**WHAT THE EXERCISE ASKS:**
Which lines in the data below contain the string "yellow"? Copy each of them in full, treating uppercase and lowercase letters as distinct.

________________________________________

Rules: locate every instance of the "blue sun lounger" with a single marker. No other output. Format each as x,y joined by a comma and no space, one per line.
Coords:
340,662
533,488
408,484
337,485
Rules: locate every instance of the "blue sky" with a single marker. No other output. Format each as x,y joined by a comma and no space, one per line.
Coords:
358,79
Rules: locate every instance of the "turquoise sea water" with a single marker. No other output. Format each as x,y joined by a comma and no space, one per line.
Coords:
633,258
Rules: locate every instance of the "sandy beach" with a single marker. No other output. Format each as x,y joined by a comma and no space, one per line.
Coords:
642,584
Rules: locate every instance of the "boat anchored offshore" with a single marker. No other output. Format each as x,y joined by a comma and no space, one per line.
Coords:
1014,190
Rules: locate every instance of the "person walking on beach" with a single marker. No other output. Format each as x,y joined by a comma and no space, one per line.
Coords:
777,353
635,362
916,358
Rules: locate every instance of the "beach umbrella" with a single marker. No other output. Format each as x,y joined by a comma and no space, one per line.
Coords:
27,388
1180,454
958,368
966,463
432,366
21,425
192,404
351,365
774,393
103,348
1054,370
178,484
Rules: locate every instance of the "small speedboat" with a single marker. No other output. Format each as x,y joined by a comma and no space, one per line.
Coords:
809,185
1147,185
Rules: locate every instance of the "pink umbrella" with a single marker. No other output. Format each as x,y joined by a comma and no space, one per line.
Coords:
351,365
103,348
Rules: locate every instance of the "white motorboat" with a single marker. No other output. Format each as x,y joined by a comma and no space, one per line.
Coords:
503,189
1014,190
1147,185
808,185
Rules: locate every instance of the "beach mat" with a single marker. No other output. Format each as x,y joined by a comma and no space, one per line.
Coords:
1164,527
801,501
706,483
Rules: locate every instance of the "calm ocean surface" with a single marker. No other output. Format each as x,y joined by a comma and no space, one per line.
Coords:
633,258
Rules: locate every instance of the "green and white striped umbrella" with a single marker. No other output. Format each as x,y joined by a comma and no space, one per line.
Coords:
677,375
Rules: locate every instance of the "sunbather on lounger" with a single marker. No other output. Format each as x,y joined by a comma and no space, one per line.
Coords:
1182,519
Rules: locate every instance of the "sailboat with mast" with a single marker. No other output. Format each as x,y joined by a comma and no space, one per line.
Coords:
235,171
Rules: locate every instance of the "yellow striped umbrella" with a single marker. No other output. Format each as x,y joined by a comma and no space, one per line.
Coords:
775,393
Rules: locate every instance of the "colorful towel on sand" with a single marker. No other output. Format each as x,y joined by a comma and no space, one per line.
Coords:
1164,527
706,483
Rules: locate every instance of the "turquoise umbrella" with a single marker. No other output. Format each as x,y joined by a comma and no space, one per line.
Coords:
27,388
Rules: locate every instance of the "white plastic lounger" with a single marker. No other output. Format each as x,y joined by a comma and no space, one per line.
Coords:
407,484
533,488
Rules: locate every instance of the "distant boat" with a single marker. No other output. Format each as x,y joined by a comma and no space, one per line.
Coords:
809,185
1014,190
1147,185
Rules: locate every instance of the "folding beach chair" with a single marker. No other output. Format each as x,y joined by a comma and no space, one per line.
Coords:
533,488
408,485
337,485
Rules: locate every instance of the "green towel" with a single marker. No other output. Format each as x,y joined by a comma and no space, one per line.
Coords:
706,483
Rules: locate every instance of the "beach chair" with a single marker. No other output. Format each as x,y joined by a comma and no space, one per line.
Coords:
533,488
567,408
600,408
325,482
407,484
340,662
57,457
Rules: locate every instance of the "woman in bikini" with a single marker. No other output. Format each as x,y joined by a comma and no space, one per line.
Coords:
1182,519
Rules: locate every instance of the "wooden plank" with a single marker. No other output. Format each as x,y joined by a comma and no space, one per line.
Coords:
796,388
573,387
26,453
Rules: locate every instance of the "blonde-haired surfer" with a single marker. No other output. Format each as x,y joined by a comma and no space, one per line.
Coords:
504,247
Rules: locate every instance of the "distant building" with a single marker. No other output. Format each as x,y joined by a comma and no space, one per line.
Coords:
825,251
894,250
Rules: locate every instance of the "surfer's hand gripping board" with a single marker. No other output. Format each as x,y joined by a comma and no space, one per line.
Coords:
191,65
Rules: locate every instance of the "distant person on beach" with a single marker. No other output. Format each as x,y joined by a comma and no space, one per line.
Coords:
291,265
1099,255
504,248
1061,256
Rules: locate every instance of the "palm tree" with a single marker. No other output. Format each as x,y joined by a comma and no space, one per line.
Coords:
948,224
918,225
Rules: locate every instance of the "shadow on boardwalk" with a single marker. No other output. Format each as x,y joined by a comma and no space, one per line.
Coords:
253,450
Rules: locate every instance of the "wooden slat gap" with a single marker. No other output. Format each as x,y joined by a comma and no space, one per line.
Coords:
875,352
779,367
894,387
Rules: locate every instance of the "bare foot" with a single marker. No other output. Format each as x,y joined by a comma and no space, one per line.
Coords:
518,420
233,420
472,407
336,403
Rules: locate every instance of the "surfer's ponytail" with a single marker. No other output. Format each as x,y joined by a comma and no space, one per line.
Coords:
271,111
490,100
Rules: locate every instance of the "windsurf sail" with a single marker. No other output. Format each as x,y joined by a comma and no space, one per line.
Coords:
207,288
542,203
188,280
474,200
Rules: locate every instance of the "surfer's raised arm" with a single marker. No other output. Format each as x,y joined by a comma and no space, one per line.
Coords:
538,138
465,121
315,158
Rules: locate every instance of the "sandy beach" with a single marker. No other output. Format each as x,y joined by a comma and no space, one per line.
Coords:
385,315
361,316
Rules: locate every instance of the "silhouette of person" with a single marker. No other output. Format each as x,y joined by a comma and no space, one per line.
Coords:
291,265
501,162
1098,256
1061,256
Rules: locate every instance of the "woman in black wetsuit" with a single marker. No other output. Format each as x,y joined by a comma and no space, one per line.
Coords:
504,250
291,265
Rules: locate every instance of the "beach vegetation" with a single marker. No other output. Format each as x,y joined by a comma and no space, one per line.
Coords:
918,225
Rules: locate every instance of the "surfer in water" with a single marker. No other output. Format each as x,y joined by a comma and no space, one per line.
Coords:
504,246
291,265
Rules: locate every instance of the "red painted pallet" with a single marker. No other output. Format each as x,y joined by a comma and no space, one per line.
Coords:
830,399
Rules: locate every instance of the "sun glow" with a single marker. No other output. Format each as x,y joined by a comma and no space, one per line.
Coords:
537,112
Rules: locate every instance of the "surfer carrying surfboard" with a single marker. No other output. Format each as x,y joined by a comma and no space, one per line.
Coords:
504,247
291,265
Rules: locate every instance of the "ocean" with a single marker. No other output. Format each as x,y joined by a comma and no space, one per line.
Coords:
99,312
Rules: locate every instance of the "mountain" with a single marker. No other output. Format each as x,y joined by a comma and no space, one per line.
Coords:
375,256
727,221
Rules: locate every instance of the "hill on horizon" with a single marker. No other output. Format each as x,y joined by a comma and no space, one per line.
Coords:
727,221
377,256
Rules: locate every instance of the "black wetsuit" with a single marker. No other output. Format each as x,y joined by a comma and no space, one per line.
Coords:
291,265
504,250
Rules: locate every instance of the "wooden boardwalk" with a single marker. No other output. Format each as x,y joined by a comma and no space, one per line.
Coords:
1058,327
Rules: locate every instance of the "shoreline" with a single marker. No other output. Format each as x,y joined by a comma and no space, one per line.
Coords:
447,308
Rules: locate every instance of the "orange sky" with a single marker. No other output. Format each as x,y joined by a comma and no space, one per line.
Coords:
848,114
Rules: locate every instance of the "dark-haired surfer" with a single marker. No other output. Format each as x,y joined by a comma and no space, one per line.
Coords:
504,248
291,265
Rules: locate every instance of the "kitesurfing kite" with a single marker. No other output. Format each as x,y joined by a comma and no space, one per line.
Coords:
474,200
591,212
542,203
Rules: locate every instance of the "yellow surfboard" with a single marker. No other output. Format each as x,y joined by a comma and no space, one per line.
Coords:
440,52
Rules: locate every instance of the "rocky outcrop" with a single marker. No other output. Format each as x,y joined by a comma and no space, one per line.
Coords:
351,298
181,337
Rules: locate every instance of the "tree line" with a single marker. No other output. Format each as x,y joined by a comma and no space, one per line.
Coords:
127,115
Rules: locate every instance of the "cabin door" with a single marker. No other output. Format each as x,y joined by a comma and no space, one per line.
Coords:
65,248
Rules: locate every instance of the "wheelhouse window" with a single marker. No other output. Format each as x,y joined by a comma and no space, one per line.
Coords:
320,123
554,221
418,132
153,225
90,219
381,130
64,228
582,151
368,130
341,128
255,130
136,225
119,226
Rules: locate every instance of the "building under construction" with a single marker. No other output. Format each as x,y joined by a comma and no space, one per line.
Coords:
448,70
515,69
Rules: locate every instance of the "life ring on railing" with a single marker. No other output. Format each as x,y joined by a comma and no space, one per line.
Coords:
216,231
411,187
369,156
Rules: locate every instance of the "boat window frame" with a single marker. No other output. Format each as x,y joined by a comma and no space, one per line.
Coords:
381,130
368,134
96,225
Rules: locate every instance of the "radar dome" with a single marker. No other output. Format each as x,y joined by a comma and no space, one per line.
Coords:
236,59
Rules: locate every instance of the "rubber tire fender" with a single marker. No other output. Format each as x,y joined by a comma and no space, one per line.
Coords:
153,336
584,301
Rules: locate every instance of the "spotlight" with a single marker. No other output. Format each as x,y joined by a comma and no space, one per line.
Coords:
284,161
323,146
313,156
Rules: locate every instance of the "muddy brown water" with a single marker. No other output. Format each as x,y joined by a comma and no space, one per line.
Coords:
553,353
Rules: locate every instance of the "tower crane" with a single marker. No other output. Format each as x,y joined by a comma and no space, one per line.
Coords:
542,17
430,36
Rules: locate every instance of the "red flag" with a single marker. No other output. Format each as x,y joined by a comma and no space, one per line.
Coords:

________________________________________

**RESPONSE TO THE TASK:**
Rules: locate every instance of the "yellow striped umbrella" with a single marker. No other output. Format each as x,y joined by a comma and no space, one per line.
Rules: locate every instance of the "yellow surfboard" with a single marker. No other output. Format each as x,y joined by a comma and no space, one per line.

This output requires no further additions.